Dataset entries

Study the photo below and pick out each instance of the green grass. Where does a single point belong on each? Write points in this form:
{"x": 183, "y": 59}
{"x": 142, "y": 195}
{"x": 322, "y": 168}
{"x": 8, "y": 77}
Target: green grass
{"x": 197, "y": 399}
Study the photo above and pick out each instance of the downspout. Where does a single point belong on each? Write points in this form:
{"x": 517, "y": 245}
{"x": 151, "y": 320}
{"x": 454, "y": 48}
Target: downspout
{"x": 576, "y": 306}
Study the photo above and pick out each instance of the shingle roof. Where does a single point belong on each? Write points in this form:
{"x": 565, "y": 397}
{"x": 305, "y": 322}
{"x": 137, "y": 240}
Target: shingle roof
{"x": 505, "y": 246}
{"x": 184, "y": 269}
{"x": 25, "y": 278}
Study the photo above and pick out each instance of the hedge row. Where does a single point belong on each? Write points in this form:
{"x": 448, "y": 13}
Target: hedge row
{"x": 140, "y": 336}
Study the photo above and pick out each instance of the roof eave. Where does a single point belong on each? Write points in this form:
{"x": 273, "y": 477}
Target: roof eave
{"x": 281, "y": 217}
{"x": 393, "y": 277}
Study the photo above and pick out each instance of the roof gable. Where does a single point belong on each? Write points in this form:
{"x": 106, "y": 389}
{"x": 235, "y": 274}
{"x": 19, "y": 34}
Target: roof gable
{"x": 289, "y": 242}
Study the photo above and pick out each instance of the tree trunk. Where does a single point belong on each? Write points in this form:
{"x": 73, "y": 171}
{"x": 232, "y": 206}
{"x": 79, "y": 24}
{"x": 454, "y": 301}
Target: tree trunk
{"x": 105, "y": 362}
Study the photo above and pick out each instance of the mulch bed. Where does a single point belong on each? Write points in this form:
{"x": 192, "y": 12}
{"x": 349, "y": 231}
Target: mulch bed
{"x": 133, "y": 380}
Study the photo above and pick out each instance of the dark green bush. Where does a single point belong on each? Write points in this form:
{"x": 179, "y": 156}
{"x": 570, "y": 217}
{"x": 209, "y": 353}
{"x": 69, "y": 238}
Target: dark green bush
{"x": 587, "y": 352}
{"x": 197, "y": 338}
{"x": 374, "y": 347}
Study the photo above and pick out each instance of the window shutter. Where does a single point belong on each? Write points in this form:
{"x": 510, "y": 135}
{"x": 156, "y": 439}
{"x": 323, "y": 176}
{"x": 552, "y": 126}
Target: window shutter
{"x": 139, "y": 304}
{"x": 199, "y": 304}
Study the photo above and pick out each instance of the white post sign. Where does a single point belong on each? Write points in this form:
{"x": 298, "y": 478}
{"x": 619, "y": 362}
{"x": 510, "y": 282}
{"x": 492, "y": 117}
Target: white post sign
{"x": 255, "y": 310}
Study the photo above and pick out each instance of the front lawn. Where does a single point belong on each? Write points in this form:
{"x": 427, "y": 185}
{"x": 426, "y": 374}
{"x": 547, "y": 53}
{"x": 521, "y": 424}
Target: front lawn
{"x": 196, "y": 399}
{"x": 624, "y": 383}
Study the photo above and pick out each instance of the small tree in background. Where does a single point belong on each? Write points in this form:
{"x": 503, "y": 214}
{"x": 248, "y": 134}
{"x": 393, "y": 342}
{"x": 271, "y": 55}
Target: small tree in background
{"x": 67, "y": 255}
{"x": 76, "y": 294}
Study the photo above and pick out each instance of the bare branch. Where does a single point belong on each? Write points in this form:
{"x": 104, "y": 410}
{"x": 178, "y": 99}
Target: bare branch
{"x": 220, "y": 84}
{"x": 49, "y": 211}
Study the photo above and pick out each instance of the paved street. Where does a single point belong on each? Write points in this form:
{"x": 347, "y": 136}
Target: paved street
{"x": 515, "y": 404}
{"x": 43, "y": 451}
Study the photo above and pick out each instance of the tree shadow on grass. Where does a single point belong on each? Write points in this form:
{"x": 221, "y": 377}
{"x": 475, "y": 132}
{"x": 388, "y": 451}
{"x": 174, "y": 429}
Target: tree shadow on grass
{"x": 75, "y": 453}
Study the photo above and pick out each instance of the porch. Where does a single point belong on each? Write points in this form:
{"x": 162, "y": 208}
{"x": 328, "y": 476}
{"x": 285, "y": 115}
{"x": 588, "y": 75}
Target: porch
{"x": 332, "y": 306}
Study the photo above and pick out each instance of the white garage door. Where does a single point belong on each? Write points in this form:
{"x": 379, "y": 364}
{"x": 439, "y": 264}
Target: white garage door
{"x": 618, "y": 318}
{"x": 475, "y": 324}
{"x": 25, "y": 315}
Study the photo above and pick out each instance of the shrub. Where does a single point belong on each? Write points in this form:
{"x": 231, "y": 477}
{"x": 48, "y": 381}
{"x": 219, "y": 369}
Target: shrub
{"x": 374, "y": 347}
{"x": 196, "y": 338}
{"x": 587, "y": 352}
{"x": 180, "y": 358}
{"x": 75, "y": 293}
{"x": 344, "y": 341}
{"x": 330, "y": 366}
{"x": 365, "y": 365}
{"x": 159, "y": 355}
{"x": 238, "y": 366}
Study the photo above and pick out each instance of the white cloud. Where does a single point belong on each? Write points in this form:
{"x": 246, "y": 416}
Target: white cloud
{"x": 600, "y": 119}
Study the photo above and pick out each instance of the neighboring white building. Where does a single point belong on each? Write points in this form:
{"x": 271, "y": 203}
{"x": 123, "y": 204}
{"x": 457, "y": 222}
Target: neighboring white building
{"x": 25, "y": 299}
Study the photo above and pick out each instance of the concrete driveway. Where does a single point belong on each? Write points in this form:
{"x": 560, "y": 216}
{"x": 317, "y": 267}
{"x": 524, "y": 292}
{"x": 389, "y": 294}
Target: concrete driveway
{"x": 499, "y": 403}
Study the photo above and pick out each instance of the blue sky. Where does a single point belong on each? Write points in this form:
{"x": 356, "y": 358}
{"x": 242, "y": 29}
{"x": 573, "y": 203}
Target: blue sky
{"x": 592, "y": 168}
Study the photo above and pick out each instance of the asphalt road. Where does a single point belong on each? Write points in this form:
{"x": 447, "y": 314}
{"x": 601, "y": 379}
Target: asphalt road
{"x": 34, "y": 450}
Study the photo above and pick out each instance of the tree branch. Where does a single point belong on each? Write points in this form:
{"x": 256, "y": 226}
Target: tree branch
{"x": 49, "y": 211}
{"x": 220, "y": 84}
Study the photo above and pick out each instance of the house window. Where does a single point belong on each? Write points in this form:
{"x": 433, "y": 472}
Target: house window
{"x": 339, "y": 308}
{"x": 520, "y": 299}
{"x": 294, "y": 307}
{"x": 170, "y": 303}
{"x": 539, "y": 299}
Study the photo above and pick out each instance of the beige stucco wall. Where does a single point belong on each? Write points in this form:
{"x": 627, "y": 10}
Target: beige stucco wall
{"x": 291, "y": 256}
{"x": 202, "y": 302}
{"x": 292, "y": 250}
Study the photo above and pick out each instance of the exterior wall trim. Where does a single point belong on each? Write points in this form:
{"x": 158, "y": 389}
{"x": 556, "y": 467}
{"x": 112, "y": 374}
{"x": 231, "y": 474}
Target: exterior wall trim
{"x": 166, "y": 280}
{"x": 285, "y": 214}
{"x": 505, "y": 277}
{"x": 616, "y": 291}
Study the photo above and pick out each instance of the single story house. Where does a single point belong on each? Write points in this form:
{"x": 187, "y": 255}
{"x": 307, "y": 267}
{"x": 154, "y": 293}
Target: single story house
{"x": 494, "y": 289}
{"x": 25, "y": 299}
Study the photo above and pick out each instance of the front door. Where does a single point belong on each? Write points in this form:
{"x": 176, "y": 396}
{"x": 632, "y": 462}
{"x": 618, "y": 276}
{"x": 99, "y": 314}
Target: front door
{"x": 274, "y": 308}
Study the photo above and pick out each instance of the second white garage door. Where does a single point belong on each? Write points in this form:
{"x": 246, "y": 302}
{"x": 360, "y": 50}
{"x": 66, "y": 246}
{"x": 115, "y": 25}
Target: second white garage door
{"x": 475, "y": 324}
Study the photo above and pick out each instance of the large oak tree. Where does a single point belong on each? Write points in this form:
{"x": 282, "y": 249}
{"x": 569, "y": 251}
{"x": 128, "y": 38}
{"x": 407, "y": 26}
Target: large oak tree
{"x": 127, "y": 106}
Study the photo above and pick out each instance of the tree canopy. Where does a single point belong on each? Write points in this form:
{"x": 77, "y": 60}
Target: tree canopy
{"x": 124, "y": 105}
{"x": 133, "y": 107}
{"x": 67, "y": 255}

◆ EXERCISE INSTRUCTIONS ◆
Repeat, with no changes, each line from the one with "of the beige" to the end of the listing, including both ends and nothing else.

◆ THE RESULT ◆
Study the photo above and pick out each instance of the beige stucco wall. Where does a single point belong on each? Write points in this form:
{"x": 627, "y": 10}
Target: beige stucco wall
{"x": 291, "y": 256}
{"x": 202, "y": 302}
{"x": 292, "y": 250}
Study the photo above and pick out each instance of the exterior wall trim. Where does a single point belong on each? Write points in this form:
{"x": 158, "y": 389}
{"x": 556, "y": 467}
{"x": 112, "y": 374}
{"x": 231, "y": 474}
Target: exterior wall trim
{"x": 166, "y": 280}
{"x": 285, "y": 214}
{"x": 505, "y": 277}
{"x": 616, "y": 291}
Study the photo above and pick out each instance of the single story house. Where does a single point belong on each? Write points in this form:
{"x": 187, "y": 255}
{"x": 307, "y": 267}
{"x": 154, "y": 293}
Target: single story house
{"x": 494, "y": 289}
{"x": 25, "y": 299}
Study the photo above and pick out each instance of the front door. Where does a single point belong on each? Write points in this form:
{"x": 176, "y": 396}
{"x": 632, "y": 462}
{"x": 618, "y": 276}
{"x": 99, "y": 314}
Target: front door
{"x": 274, "y": 308}
Study the photo above and pick out each instance of the second white garage door. Where does a single point belong on each? Write points in this form:
{"x": 246, "y": 302}
{"x": 360, "y": 50}
{"x": 66, "y": 246}
{"x": 115, "y": 25}
Target: second white garage door
{"x": 475, "y": 324}
Study the photo above and pick out each instance of the large oak tree. Where does a single point belong on each? Write points in this form:
{"x": 282, "y": 249}
{"x": 569, "y": 251}
{"x": 128, "y": 38}
{"x": 407, "y": 26}
Target: large oak tree
{"x": 127, "y": 106}
Study the photo above and pick out each instance of the tree canopy. Where does a single point belong on each? Write points in this form:
{"x": 77, "y": 60}
Target: tree canopy
{"x": 124, "y": 105}
{"x": 133, "y": 107}
{"x": 67, "y": 255}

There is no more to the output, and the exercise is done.